— Written task —
Retype every one of the entries below word for word, changing nothing.

— Provided information —

+++

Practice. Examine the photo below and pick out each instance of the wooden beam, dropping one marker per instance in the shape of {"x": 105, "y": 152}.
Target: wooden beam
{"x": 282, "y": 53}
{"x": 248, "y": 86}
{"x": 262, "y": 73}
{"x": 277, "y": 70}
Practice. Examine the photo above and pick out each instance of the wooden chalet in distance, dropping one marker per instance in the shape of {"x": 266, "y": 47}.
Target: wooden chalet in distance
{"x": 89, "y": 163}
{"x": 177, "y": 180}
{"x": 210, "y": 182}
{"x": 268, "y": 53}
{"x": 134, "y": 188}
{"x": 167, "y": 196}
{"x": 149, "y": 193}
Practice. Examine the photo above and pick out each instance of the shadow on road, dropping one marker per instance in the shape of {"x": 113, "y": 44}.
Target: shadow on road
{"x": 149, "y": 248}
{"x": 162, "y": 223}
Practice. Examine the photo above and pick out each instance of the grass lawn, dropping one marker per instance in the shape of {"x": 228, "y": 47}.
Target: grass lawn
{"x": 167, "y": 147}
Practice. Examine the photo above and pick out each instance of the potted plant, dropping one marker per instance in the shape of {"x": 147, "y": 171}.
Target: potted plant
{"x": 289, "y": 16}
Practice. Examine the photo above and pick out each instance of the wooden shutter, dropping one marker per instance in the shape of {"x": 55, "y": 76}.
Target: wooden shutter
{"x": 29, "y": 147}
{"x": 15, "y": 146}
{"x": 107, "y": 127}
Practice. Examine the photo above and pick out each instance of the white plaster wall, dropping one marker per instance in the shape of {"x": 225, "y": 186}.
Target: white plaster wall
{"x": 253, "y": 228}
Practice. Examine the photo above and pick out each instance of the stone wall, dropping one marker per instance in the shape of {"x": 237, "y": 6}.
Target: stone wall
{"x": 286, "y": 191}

+++

— Solution below —
Practice. Examine the photo below and pick out each instance of the wooden beam, dropping one marker per instance in the shape of {"x": 105, "y": 152}.
Target: wooden beam
{"x": 282, "y": 53}
{"x": 248, "y": 86}
{"x": 262, "y": 73}
{"x": 277, "y": 70}
Practice. Examine the photo above and pick out each instance of the wooden chalet in distance, dropping one marker per instance in the shape of {"x": 266, "y": 47}.
Target: wooden chalet in distance
{"x": 89, "y": 163}
{"x": 177, "y": 180}
{"x": 210, "y": 182}
{"x": 268, "y": 53}
{"x": 134, "y": 188}
{"x": 167, "y": 196}
{"x": 149, "y": 193}
Practice. Examine the photo above and pick out each instance of the shadow on road, dropping one marker per instance in the shape of {"x": 113, "y": 44}.
Target: shadow on road
{"x": 149, "y": 248}
{"x": 162, "y": 223}
Practice. Examine the photo above and pick out each instance of the grass lawn, dropping one marker per instance in the shape of {"x": 228, "y": 47}.
Target: grass lawn
{"x": 167, "y": 147}
Practice. Examine the photo above and pick out each instance of the potted plant, dropping one marker per instance in the shape of {"x": 147, "y": 171}.
Target: potted plant
{"x": 289, "y": 16}
Practice. Examine the photo above and pick out each instance of the wooden shutter, dropping one marker per instance in the shape of {"x": 55, "y": 76}.
Target: wooden shutter
{"x": 29, "y": 147}
{"x": 15, "y": 146}
{"x": 107, "y": 127}
Practice. Examine the photo above and pick out each instance of the white plaster wall, dropping one marker per instance in the shape of {"x": 225, "y": 186}.
Target: white plaster wall
{"x": 253, "y": 228}
Practice. Examine the photo above and pick out each instance of the stone wall, dropping one marker per instance in the shape of {"x": 237, "y": 6}.
Target: stone wall
{"x": 286, "y": 191}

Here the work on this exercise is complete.